Written task:
Reproduce the lines below word for word, starting at the line that contains "Kindly put a point on every instance of the pool" and continuing through the final line.

--- begin Records for this exercise ---

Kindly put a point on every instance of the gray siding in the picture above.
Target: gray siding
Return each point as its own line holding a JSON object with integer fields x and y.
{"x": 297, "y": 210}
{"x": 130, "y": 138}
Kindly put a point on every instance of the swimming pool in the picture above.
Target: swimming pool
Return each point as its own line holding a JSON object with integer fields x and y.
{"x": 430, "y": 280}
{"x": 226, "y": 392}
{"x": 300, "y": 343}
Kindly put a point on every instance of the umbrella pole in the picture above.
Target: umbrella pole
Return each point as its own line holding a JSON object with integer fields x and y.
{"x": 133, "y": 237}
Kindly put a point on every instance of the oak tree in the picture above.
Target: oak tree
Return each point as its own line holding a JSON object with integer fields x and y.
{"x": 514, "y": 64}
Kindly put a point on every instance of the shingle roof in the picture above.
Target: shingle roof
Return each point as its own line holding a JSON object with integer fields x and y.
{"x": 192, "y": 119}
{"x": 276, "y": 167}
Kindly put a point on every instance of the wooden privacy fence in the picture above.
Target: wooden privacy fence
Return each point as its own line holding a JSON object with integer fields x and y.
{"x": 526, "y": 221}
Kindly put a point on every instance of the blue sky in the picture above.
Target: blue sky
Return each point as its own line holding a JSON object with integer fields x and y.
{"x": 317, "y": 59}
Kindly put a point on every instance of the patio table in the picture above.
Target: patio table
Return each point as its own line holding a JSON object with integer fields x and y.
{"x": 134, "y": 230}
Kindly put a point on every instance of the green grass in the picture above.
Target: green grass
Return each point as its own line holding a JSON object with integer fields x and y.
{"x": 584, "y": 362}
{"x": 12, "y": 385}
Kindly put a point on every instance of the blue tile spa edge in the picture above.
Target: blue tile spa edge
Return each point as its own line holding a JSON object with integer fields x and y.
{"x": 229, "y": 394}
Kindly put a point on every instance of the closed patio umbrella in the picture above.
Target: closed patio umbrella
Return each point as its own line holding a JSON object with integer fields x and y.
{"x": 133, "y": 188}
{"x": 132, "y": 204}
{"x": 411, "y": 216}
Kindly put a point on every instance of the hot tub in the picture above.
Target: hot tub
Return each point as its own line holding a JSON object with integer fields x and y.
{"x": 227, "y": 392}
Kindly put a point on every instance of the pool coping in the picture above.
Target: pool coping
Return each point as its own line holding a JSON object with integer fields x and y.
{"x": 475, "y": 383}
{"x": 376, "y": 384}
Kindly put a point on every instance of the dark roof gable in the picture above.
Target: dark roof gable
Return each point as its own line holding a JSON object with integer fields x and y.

--- end Records for this exercise ---

Complete output:
Kindly put a point on every instance of the pool coping in the picture above.
Target: pool coping
Return each point as its own line holding a JSON object with integer fields x and y.
{"x": 475, "y": 383}
{"x": 376, "y": 384}
Kindly put a point on every instance of the dark roof gable in the picture above.
Target: dark roof gable
Return each point as its own line holding a JSON object with integer fields x and y.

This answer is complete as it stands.